BEGIN RECORDS SHOWN
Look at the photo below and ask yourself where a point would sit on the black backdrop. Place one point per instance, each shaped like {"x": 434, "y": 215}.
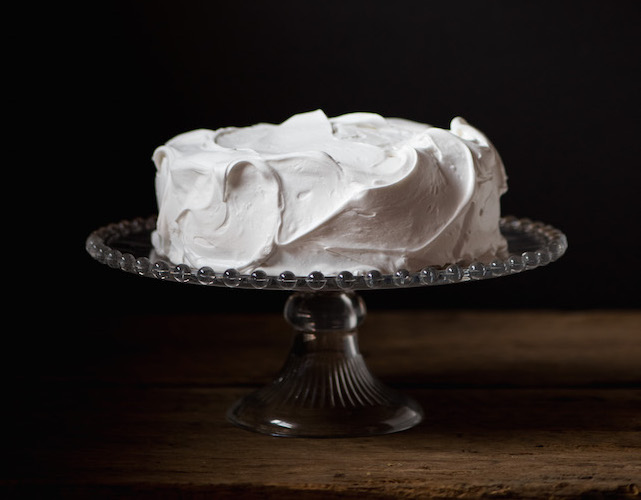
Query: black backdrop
{"x": 553, "y": 84}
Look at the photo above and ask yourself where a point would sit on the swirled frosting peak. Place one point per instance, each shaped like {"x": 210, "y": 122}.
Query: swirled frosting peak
{"x": 353, "y": 193}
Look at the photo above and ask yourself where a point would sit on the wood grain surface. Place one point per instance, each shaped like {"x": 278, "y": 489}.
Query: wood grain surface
{"x": 519, "y": 404}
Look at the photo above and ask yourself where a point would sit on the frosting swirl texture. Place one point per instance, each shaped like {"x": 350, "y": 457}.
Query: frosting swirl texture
{"x": 352, "y": 193}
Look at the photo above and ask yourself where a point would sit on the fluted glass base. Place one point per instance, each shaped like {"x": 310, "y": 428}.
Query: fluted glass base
{"x": 325, "y": 388}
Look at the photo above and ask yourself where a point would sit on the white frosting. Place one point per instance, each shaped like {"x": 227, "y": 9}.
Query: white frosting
{"x": 352, "y": 193}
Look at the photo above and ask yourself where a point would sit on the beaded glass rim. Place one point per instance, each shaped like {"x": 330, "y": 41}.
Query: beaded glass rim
{"x": 126, "y": 245}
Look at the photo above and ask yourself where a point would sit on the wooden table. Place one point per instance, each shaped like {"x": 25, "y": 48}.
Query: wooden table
{"x": 518, "y": 405}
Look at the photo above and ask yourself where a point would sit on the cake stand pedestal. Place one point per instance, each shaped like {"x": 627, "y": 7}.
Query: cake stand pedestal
{"x": 325, "y": 388}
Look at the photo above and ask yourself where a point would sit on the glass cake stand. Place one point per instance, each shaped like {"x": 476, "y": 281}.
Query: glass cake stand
{"x": 324, "y": 388}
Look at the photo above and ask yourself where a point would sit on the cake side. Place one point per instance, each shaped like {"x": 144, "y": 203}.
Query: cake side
{"x": 356, "y": 192}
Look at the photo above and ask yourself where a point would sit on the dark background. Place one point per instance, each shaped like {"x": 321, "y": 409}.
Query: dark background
{"x": 554, "y": 85}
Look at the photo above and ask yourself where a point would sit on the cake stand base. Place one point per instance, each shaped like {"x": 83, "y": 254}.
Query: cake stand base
{"x": 325, "y": 388}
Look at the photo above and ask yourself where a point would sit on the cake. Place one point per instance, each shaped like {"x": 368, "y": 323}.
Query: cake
{"x": 357, "y": 192}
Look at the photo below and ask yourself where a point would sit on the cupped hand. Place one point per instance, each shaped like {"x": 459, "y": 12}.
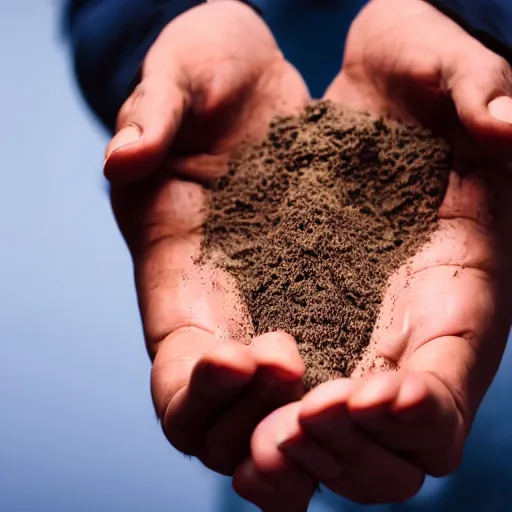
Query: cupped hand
{"x": 407, "y": 409}
{"x": 214, "y": 78}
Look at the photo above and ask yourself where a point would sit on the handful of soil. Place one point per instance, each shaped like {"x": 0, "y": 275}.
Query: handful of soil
{"x": 313, "y": 221}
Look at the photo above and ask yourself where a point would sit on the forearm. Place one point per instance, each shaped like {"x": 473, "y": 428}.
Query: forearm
{"x": 109, "y": 41}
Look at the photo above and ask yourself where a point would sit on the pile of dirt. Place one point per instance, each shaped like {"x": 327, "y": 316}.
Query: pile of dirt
{"x": 314, "y": 220}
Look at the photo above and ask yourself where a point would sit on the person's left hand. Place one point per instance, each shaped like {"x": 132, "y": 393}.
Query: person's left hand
{"x": 446, "y": 315}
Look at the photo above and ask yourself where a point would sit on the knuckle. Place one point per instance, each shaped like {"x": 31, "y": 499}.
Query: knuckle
{"x": 131, "y": 104}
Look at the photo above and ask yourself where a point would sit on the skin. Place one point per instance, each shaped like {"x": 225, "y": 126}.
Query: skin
{"x": 446, "y": 316}
{"x": 214, "y": 78}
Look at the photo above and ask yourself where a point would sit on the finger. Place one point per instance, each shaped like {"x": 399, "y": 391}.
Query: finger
{"x": 481, "y": 88}
{"x": 278, "y": 381}
{"x": 194, "y": 378}
{"x": 370, "y": 473}
{"x": 147, "y": 124}
{"x": 412, "y": 414}
{"x": 269, "y": 479}
{"x": 292, "y": 494}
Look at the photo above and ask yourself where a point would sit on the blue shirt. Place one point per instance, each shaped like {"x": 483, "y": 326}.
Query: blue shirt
{"x": 109, "y": 38}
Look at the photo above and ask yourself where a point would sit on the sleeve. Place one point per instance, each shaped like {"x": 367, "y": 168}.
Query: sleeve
{"x": 109, "y": 39}
{"x": 488, "y": 20}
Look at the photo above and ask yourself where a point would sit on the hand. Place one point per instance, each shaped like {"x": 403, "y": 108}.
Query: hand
{"x": 446, "y": 316}
{"x": 213, "y": 78}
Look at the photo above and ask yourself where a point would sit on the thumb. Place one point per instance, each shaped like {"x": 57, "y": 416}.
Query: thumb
{"x": 147, "y": 124}
{"x": 482, "y": 94}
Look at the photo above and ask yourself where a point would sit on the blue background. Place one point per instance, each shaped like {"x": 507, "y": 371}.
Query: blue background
{"x": 77, "y": 429}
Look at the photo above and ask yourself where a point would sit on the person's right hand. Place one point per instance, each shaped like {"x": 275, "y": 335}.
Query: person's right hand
{"x": 214, "y": 78}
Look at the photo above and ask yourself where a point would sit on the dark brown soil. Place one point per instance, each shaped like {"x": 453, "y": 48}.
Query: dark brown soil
{"x": 314, "y": 220}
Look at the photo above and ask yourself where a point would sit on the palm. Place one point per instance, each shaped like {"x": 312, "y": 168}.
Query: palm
{"x": 446, "y": 315}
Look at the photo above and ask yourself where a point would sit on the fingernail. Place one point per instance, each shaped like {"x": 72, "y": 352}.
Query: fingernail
{"x": 128, "y": 135}
{"x": 228, "y": 379}
{"x": 501, "y": 109}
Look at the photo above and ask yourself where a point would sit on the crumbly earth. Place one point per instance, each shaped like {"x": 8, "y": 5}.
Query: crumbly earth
{"x": 313, "y": 221}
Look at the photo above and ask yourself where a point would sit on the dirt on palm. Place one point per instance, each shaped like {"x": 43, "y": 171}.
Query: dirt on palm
{"x": 313, "y": 221}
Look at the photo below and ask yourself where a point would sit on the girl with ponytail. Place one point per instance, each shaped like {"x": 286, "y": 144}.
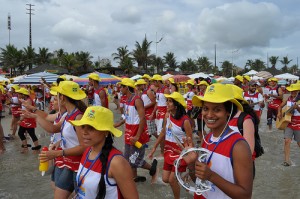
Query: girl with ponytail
{"x": 101, "y": 162}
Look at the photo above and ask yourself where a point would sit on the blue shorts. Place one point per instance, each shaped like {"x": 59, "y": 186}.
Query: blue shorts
{"x": 64, "y": 178}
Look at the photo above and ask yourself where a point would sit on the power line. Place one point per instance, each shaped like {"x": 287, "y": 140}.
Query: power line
{"x": 30, "y": 13}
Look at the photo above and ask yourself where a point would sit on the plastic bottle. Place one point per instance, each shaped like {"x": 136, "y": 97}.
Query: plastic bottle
{"x": 137, "y": 144}
{"x": 44, "y": 166}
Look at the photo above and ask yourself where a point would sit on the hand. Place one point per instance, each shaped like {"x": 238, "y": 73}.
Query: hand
{"x": 134, "y": 139}
{"x": 45, "y": 156}
{"x": 27, "y": 114}
{"x": 150, "y": 155}
{"x": 203, "y": 171}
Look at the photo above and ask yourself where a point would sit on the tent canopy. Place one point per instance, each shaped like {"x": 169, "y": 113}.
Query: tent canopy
{"x": 287, "y": 76}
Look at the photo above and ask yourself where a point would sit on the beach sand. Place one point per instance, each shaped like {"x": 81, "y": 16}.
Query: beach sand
{"x": 21, "y": 179}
END RECORDS SHOWN
→ **WHAT YOU HAVE TO DO**:
Return the listing unchanged except for the pictures, which should be dropped.

→ **RESPONSE**:
Look at the photo below and ask yourself where a point would sit on the black backdrop. Place one point per instance, each shaped like {"x": 434, "y": 215}.
Query: black backdrop
{"x": 553, "y": 84}
Look at the photo above and ask yourself where a point would sit on the swirled frosting peak. Place one point per instance, each shaped like {"x": 210, "y": 122}.
Query: swirled frosting peak
{"x": 353, "y": 193}
Look at the photo above and ask yourself where a point would sit on the wood grain surface. Place one point per instance, each shaped like {"x": 278, "y": 489}.
Query: wood grain surface
{"x": 519, "y": 404}
Look at the photo above and ask yourself where a point would sit on the frosting swirl texture. Place one point per instance, each shaped like {"x": 350, "y": 457}.
Query: frosting swirl texture
{"x": 352, "y": 193}
Look at the photo above and ask yourself where a point would sit on the fluted glass base. Place one point per instance, each shaped like {"x": 310, "y": 428}.
Query: fluted glass base
{"x": 325, "y": 388}
Look at the photo above and ask yourself where a point would sit on the white frosting. Place one point per instance, each shaped like {"x": 227, "y": 9}.
Query: white frosting
{"x": 352, "y": 193}
Look at the photo above and ask yourself where a point would sit on the beaded glass rim. Place one point per instance, each shaped like {"x": 330, "y": 41}.
Query: beaded glass rim
{"x": 126, "y": 245}
Look at the photo above and ask yourself where a point would sit on the wooden table. Place one point per instance, each shaped like {"x": 25, "y": 48}.
Query: wooden table
{"x": 518, "y": 405}
Look at the photo above and ask yourself where a point would sit on the cake stand pedestal. Place one point per instance, each shaped like {"x": 627, "y": 7}.
Query: cake stand pedestal
{"x": 325, "y": 388}
Look at the photo above and ask yourself where a point would sit on the glass cake stand. Place one point per instance, each shaped like {"x": 476, "y": 281}.
Query: glass cake stand
{"x": 324, "y": 388}
Look at the photo above and ask yourself where a point would sit on the cake side. Place one point per instance, each shaped like {"x": 144, "y": 203}.
Query: cake side
{"x": 356, "y": 192}
Look at the photo above and ask yourself where a point would sit on the dark background. Place one point per instance, each shaped like {"x": 321, "y": 409}.
Query: dark background
{"x": 554, "y": 85}
Look at the photo above and ask yourself where a point would sit on the cake stand base. Place one point per instance, each shaped like {"x": 83, "y": 254}.
Query: cake stand base
{"x": 325, "y": 388}
Look at the photo above and ask yourself where a point would sit on the cake. Place one point per instance, each shaped like {"x": 368, "y": 323}.
Query: cake
{"x": 357, "y": 192}
Look at the photo below and ask yourself where a point would sit on the cupped hand. Place one point per instance, each shaped like {"x": 459, "y": 12}.
Query: cupped hand
{"x": 407, "y": 409}
{"x": 214, "y": 78}
Look at the photo above and ask yourself where a point would sit on the handful of soil. Place one point per instance, each shaped like {"x": 0, "y": 275}.
Query: handful of soil
{"x": 313, "y": 221}
Look at the photo above and ask yourself where a point would sit on the forearm. Place one point per instance, each shaped like {"x": 473, "y": 428}.
Query: forearm
{"x": 109, "y": 41}
Look at the photo above and ask yourself where a point would sit on the pile of dirt. Place one point per instance, each shaped like {"x": 327, "y": 316}.
Query: pile of dirt
{"x": 314, "y": 220}
Look at the photo above and ask yourself where a point would sit on the person's left hand. Place one point per instance, each shaped like {"x": 132, "y": 393}.
Query: person's left hand
{"x": 446, "y": 315}
Look at the photo above and ask yourself where a point would sit on the knuckle. Place one point per instance, each shaped like {"x": 31, "y": 499}.
Query: knuckle
{"x": 131, "y": 104}
Look at the photo above and ask yourself where a point would sit on the skin. Place one point per instance, each shaped like {"x": 225, "y": 126}.
Query: skin
{"x": 446, "y": 316}
{"x": 214, "y": 78}
Look at the photo above and ask yourself where a point would sit on the finger. Place one point per instance, each shaped like {"x": 399, "y": 391}.
Query: finger
{"x": 481, "y": 88}
{"x": 278, "y": 381}
{"x": 194, "y": 378}
{"x": 370, "y": 473}
{"x": 147, "y": 124}
{"x": 412, "y": 414}
{"x": 269, "y": 479}
{"x": 292, "y": 494}
Look at the photo above and ask yourself where a point would sit on the blue shirt. Place one point per instance, each shaped like {"x": 483, "y": 326}.
Query: blue shirt
{"x": 109, "y": 38}
Look at the photo above and ask yourself where a point would sit on the sleeve. Place one point per instance, each shaped like {"x": 367, "y": 168}.
Query: sleeve
{"x": 109, "y": 39}
{"x": 488, "y": 20}
Look at the photo above and ask yourself where a point would sit on the hand. Place one point per instance, each shaped like {"x": 403, "y": 108}.
Query: hand
{"x": 446, "y": 316}
{"x": 213, "y": 78}
Look at the photo above and ask yourself where a point would sit on the thumb. Place one point per instance, each shaped like {"x": 57, "y": 416}.
Query: thumb
{"x": 147, "y": 124}
{"x": 482, "y": 94}
Look at the photo above and ask yourself where a point would sit on the blue background. Place one point per instance, each shaped like {"x": 507, "y": 371}.
Query: blue background
{"x": 77, "y": 429}
Look at the photo above and ask yourself where a point would sit on the person's right hand. Place one point per instance, each shaped like {"x": 275, "y": 335}.
Query: person's right hand
{"x": 214, "y": 78}
Look at the photo above and ask yourself where a point would sit on the dark brown soil. Place one point per instance, each shaped like {"x": 453, "y": 48}.
Query: dark brown soil
{"x": 314, "y": 220}
Look at the photo above and ask yourself where a point would sit on the palm. Place one point per instance, each shaped like {"x": 312, "y": 168}.
Query: palm
{"x": 446, "y": 315}
Look at the photo above and ask yourself where a point would sit on the fingernail. Place one point per instance, each shaped like {"x": 72, "y": 352}.
Query: fingernail
{"x": 128, "y": 135}
{"x": 228, "y": 379}
{"x": 501, "y": 109}
Look at the photo above and ask yourself where a point would sit on the crumbly earth. Place one point per instance, each shaped like {"x": 8, "y": 5}.
Query: crumbly earth
{"x": 313, "y": 221}
Look at the photo above and ask yourself where a point would sit on the dirt on palm. Place one point per instance, each shaped like {"x": 43, "y": 171}.
Query: dirt on palm
{"x": 313, "y": 221}
Look at the photo below and ask yourself where a point would sit on the girl with ponytail. Place one point per instance, each shaped like {"x": 286, "y": 144}.
Query: girl with ponytail
{"x": 101, "y": 162}
Look at the photo above and ask yourself where a point would sit on the blue shorts. Place one point per instance, each shaped like {"x": 59, "y": 186}.
Query: blue shorts
{"x": 64, "y": 178}
Look at the photo above and ask yourself where a point would sit on the power line. Place one point per instance, each shaped like {"x": 287, "y": 140}.
Query: power line
{"x": 30, "y": 13}
Look at the photo above and ask yourself where a point would sit on the plastic bottle. Place one point per instance, each shaped like {"x": 136, "y": 97}.
Query: plastic bottle
{"x": 137, "y": 144}
{"x": 44, "y": 166}
Look at the photo above and ask yourself where a point would sit on the hand. Place one point per instance, each shaped like {"x": 238, "y": 73}.
Query: hand
{"x": 134, "y": 139}
{"x": 45, "y": 156}
{"x": 27, "y": 114}
{"x": 150, "y": 155}
{"x": 203, "y": 171}
Look at the photo above and ask yourself where a point would sit on the tent canopy. Place one point per instance, each shaped like {"x": 169, "y": 113}.
Query: tent canopy
{"x": 287, "y": 76}
Look at the photo above and ask yourself where a point would sit on the beach sand. Place one point per instance, each shaped like {"x": 81, "y": 16}.
Query: beach sand
{"x": 21, "y": 179}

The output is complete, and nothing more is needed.